■ **Aim 1**:
In the electric boating excerpt, how many companies entered the first Beaver's Den?
■ **Aim 2**:
Repeat the electric boating excerpt word for word from "Open Waters Solar was" to "vessels actually have.".
■ **Aim 3**:
Carry on the electric boating excerpt from the point where it stops.

>> begin Extract to read

Beaver's Den is a new pitch event produced by Funded in Vancouver, modelled on the Dragons' Den and Shark Tank format. The inaugural edition drew 87 companies. Twenty-five advanced to pitch. Eleven moved into due diligence. Five reached the final stage. One won.
Open Waters Solar was that company.
The business started not as a solar company but as a boat builder. Founder and CEO Simon Angus set out to build an all-electric sailing catamaran — the ESC40 — and ran straight into a problem shared by the wider marine industry: solar panels designed for rooftops perform poorly on boats. They crack under the flex and vibration of a hull underway. Shading from a mast or rigging throttles an entire array. And standard rectangular panels waste the irregular deck space that most vessels actually have.
Angus spent over 18 months in research and development before producing what the company calls a composite marine solar panel — lighter and more durable than conventional flexible panels, with additional bypass diodes engineered in so that shading one section of the array no longer kills output across the rest. Custom shapes are available through a growing network of installation partners, which matters for boat builders trying to maximize solar real estate without compromising the look of a vessel.
The Beaver's Den win comes on the back of real commercial traction. Open Waters Solar noted that this was their second time reaching the final stage of this competition — previously under the Startup TNT banner — and that they came back with a more developed data room and clearer commercialization story. That showed.
For electric marine, a Canadian company winning a $100,000 pitch competition on the strength of marine-specific solar technology is worth paying attention to. The charging problem for electric boats is real. Range anxiety on the water is real. Solar that actually works on a marine platform — without cracking, without shading losses, without wasted deck space — is part of how that problem gets solved.
Read more, here.
🛥️ The Creator Who Spent Three Years Building a Tesla Jet Boat
Tyler Fever is a self-described aspiring mad scientist who builds extreme vehicles and robots from his workshop in Nashville, Tennessee — with no engineering degree. His YouTube channel, Prop Department, has 350,000 Instagram followers and 8.4 million TikTok likes. His most ambitious project took three years and ended up on Tubi as a four-episode series. The project was a custom mini jet boat powered by a Tesla motor, built entirely from scratch.
The concept is exactly what it sounds like. Fever pulled a Tesla drivetrain, adapted it for marine use, and built a jet boat around it. Not a conversion of an existing hull. A ground-up build, learning EV engineering in public as he went, with setbacks documented along the way. The first episode opens with the first launch not going as planned. The second covers major upgrades and the first successful lake test. The third episode marks the end of the three-year build — with a significant setback that nearly derails the whole thing. The fourth takes the boat to Nashville for testing.

>> end Extract to read
>> begin Dataset section

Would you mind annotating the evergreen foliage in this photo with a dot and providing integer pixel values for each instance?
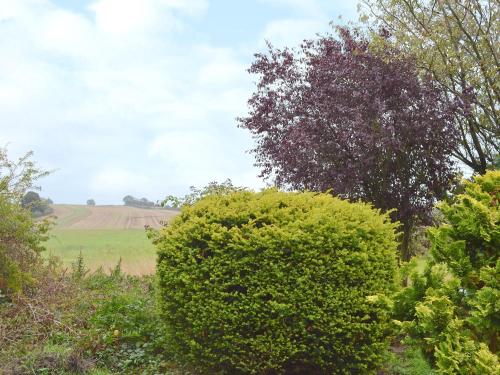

>> end Dataset section

■ **Exercise result 1**:
87 companies.

■ **Exercise result 2**:
Open Waters Solar was that company.
The business started not as a solar company but as a boat builder. Founder and CEO Simon Angus set out to build an all-electric sailing catamaran — the ESC40 — and ran straight into a problem shared by the wider marine industry: solar panels designed for rooftops perform poorly on boats. They crack under the flex and vibration of a hull underway. Shading from a mast or rigging throttles an entire array. And standard rectangular panels waste the irregular deck space that most vessels actually have.

■ **Exercise result 3**:
What makes this worth watching for anyone following electric marine is that Fever is not an engineer, not a marine company, and not working from a kit. He is figuring out how a Tesla motor behaves on water through trial, failure, and iteration. That process surfaces real engineering challenges — thermal management, waterproofing high-voltage systems, jet propulsion dynamics — in a format that is far more accessible than a technical paper or a trade show announcement.
The build has been running on social media across TikTok, Instagram, and YouTube for years, accumulating a following well before the Tubi series landed. The short that surfaced recently on YouTube — the one your newsletter links to — is the compressed highlight reel of a project that took the better part of three years to complete.
The broader context is that creator-led electric vehicle builds have become one of the more effective pipelines for public awareness of EV technology. Builds like Fever's reach audiences that have no interest in industry press releases, trade publications, or boat show coverage. A 30-second short of a Tesla-powered jet boat running on a lake travels faster and further than most marketing. For electric marine, that kind of visibility matters. The people watching Prop Department are not all buying boats today — but some of them will be.
Watch a Youtube video to learn more, here.
⚙️ ACEL Power: The Canadian Company Building Electric Outboards from 50 to 250 HP
ACEL Power was founded in Vancouver in 2021 with a straightforward ambition: build electric outboard motors with enough horsepower to replace gas engines that serious boaters actually use. Four years later, the company has a four-model lineup, $10 million in Series A funding from Tau Capital, and a growing list of boat builders, commercial operators, and distributors putting their motors on the water.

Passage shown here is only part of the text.